Virtually nothing is known about Orefice's life. He was probably born around 1685, and some early sources have stated that he originally trained to be a lawyer. Records of his activity begin in Naples in 1708 with the production of his Il Maurizio, an opera seria which premiered in December of that year at the Teatro San Bartolomeo. He wrote several operas in this genre, including L'Engelberta co-composed with Francesco Mancini (1709), La pastorella al soglio (1710), and La Caligula delirante (1713), all of which premiered at the San Bartolomeo.

However, Orefice's fame primarily rests with his pioneering work in the Neapolitan opera buffa genre. Prior to the premiere of his Patrò Calienno de la Costa in 1709 at the Teatro dei Fiorentini, works of this type had only been performed in the private theatres of aristocrats. Its success, documented in the Gazzetta di Napoli, led to the Teatro dei Fiorentini commissioning and premiering many more such works by Orefice and others. Their popularity also led to the opening of two new theatres in Naples to accommodate the expanding audiences for these works—the Teatro della Pace and the Teatro Nuovo. The premiere of Orefice's Lo Simmele set to a libretto in Neapolitan dialect by Bernardo Saddumene inaugurated the newly built Teatro Nuovo on 15 October 1724. Five years later, Lo Simmele and Leonardo Vinci's Li zite ngalera became the first works of this genre to be presented outside Naples. Partially translated into the Tuscan dialect with some alteration to the music by Giovanni Fischetti and given new titles, (Note: Orefice's Lo Simmele was performed as La somiglianza and Vinci's Li zite ngalera as La costanza.) they were performed at the Teatro Capranica in Rome and further increased the popularity of the genre.

Orefice's last three works were La vecchia trammera (1732) and La Rosilla (1733), both co-composed with Leonardo Leo; and La Finta pellegrina (1734), co-composed with Domenico Sarro. All three were opere buffe, and all three premiered at the Teatro Nuovo. There is no further mention of Orefice after 1734, and he is presumed to have died shortly thereafter. Despite the popularity of his works during his lifetime, virtually all of his scores have been lost. His largest extant score is the first half of Engelberta. Also surviving are seven of the arias which he wrote for his Le fente zingare (1717). The seven arias constitute the earliest surviving scores for Neapolitan opera buffa. They were transcribed and published in 1965 by the Italian musicologist Giuseppe Pastore. (Note: For the transcriptions of the arias from Le fente zingare, see Pastore, Giuseppe A. (December 1965) "Le «arielle co' violine» di Antonicco Arefece". Studi Salentini, pp. 249-262.)
# # # # # # #
**Instructions:**
a: Answer these about the Orefice passage:
(i) At which theater did Il Maurizio premiere?
(ii) Which theater opened with the premiere of Lo Simmele, and on what date?
(iii) Who co-composed La Finta pellegrina with Orefice?
b: Print everything in the Orefice passage from "Virtually nothing is" down to "the San Bartolomeo.", word for word.

**Information given:**
# # # # # # #
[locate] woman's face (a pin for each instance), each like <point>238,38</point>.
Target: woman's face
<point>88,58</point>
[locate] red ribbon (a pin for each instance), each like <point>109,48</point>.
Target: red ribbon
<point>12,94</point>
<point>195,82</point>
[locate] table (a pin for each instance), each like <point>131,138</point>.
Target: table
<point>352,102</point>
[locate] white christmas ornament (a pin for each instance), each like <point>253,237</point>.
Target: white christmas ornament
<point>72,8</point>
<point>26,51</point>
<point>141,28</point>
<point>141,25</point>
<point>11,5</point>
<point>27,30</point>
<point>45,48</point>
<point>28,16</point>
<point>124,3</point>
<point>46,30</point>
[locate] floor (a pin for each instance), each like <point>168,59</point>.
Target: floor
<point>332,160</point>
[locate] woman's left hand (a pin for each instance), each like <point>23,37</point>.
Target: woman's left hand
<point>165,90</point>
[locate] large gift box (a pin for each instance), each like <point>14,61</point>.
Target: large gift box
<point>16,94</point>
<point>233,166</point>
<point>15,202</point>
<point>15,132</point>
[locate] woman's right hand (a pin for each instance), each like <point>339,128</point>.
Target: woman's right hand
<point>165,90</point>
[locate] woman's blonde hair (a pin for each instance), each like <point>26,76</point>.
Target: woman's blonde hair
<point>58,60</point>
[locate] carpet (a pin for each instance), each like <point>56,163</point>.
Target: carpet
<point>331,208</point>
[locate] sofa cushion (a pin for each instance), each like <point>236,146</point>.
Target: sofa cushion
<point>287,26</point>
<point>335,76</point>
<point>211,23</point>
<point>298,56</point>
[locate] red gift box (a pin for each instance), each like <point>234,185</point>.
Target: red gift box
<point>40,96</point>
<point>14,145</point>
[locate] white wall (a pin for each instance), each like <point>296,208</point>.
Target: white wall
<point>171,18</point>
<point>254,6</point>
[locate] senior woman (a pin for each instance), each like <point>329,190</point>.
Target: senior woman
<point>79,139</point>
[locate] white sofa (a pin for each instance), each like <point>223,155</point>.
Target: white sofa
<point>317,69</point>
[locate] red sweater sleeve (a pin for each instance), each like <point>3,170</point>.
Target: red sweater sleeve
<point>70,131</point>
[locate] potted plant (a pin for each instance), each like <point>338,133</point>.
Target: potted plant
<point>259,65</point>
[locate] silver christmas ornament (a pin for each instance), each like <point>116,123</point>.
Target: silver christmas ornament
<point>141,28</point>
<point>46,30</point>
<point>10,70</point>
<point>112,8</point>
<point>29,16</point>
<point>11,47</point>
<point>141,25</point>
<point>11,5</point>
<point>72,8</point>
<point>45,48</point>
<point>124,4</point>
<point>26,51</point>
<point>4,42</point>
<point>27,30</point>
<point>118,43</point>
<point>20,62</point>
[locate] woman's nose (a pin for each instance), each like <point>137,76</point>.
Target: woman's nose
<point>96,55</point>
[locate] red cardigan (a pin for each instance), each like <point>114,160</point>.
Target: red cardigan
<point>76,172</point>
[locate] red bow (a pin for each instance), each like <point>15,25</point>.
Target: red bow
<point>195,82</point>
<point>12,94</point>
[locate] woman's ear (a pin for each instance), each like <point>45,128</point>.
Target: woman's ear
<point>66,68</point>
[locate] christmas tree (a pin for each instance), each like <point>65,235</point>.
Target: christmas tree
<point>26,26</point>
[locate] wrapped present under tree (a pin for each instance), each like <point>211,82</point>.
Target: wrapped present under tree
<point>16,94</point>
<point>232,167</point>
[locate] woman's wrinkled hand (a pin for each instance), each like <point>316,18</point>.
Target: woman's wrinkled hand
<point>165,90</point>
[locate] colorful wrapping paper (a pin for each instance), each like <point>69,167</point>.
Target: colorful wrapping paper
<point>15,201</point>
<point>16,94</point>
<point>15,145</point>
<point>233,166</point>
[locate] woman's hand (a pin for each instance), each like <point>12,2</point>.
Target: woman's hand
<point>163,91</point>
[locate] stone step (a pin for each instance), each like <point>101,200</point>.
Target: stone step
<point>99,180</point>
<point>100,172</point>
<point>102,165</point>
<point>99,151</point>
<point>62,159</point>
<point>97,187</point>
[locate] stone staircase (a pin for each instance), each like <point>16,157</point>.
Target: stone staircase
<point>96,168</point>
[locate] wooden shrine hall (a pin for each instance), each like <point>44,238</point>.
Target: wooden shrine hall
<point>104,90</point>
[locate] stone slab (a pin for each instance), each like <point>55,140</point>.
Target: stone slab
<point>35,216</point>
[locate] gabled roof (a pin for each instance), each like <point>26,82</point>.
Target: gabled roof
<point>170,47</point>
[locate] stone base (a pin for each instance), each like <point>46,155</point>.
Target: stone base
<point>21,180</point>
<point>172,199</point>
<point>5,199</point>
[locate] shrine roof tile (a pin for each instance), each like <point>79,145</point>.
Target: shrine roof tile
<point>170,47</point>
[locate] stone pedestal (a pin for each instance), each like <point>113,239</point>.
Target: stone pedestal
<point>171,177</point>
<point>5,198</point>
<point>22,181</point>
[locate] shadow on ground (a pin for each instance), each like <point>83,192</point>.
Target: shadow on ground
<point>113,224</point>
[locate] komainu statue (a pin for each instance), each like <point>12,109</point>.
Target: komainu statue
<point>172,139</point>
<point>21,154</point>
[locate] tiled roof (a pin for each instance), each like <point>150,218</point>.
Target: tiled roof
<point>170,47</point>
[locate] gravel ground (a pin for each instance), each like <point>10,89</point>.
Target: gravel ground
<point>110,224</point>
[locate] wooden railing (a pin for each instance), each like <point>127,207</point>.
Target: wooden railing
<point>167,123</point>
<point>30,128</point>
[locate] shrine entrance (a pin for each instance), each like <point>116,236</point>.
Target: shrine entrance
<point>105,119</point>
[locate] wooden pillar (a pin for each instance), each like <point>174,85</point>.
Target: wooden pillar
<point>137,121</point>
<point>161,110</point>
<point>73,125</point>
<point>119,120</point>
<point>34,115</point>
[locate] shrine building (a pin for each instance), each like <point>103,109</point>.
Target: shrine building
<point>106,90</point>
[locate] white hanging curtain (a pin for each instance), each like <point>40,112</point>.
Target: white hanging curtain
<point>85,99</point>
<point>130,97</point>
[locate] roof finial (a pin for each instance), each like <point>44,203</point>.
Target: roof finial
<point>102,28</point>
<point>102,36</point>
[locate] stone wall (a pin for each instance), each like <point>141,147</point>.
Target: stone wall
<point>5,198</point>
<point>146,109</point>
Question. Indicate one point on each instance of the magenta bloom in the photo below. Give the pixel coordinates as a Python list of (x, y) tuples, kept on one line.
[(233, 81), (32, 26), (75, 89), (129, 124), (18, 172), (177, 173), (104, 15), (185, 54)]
# # # # # # #
**Responses in order:**
a:
(i) The Teatro San Bartolomeo
(ii) The Teatro Nuovo, on 15 October 1724
(iii) Domenico Sarro

b:
Virtually nothing is known about Orefice's life. He was probably born around 1685, and some early sources have stated that he originally trained to be a lawyer. Records of his activity begin in Naples in 1708 with the production of his Il Maurizio, an opera seria which premiered in December of that year at the Teatro San Bartolomeo. He wrote several operas in this genre, including L'Engelberta co-composed with Francesco Mancini (1709), La pastorella al soglio (1710), and La Caligula delirante (1713), all of which premiered at the San Bartolomeo.